ASSIGNMENT
Please return each record exactly, leaving nothing out.

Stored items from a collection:
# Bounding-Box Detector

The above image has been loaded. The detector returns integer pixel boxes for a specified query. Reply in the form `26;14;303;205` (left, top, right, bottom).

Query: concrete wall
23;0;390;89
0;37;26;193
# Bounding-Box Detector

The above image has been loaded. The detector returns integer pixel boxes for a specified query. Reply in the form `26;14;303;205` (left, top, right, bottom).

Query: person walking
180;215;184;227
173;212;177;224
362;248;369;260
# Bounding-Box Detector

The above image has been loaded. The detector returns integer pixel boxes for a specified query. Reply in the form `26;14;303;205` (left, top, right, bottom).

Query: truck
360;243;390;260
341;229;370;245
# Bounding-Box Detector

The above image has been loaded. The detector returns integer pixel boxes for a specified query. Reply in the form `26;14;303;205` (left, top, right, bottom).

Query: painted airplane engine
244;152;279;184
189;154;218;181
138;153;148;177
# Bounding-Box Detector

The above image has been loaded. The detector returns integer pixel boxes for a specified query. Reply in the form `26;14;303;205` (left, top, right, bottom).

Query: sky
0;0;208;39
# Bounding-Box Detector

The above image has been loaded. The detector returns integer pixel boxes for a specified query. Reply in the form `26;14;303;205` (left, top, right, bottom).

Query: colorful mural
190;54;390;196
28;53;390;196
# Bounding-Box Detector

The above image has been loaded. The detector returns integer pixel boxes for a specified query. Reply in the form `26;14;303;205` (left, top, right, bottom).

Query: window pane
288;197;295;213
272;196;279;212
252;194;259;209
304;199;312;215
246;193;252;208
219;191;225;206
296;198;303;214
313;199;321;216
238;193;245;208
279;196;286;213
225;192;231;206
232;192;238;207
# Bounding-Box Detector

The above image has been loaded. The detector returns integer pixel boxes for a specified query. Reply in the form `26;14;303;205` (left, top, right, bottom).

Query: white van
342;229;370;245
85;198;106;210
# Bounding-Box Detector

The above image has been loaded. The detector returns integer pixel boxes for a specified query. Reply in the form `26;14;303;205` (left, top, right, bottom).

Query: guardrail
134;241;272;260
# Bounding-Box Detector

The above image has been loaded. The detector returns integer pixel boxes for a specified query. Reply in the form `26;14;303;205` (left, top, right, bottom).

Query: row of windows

RESULT
# Bounding-Box Detector

The above image has been loaded. The detector returns integer pixel boxes for a specified query. Reply in the form `26;14;303;205` (left, top, right, bottom).

Query: concrete wall
23;0;390;89
0;37;26;193
# Bounding-Box Detector

The above image has been loaded. The detector returns integer pixel boxes for a specified query. Reply in the form `26;14;303;205` (left, top, right, bottom).

Query: person walking
180;215;184;227
173;212;177;224
362;248;369;260
# Bounding-Box Detector

The above image has been loaded. The detector returns integer pixel boxes for a specified query. Reply in the form `26;14;303;205` (left, top, right, bottom).

Query: truck
360;243;390;260
341;229;370;245
# Bounding-Box Detector

The above image has been loaded. The detector returns integer pixel boxes for a specified query. Reply in the form `26;14;303;205` (left, top, right, bottom).

Query: painted airplane engine
244;152;279;184
189;154;218;181
138;153;148;177
# Bounding-Box Detector

The above image has been loaded. The detector returns integer pixel boxes for a specified query. Reply in the form `26;14;303;205` (left, top, right, bottom).

Query: sky
0;0;208;39
# Bounding-Box Detector

The above image has been loaded. The detector returns integer pixel boxes for a specified query. Reply in the form `26;14;303;205` (left, top, right, bottom).

Query: colorful mural
190;54;390;196
28;53;390;196
# Bounding-Box Detector

The above image has been loaded. The detector returns integer pixel boxes for a specified query. Reply in the form `26;14;303;205` (left, top, right, bottom).

Query: window pane
288;197;295;213
272;196;279;212
252;194;259;209
304;199;312;215
246;193;252;208
219;191;225;206
296;198;303;214
313;199;321;216
238;193;245;208
279;196;286;213
225;192;231;206
232;192;238;207
# Bounding-Box Detector

The above image has been loaded. The detector returns integer pixel boxes for a specified query. Reply in the form `26;14;303;205` (left, top, right, bottom).

Query: white van
342;229;370;245
85;198;106;210
# Bounding-Box Detector

The above image has been loaded. The detector returns integer pixel boxes for a specified query. Reply in the form `26;14;303;205` (left, top, right, bottom).

Query: guardrail
134;241;272;260
# Bounding-Box Detector

The above image has been loaded. The detector returns integer pixel boxes for a specified query. Reply in the form `26;14;303;205` (left, top, right, bottom).

Query: row of windows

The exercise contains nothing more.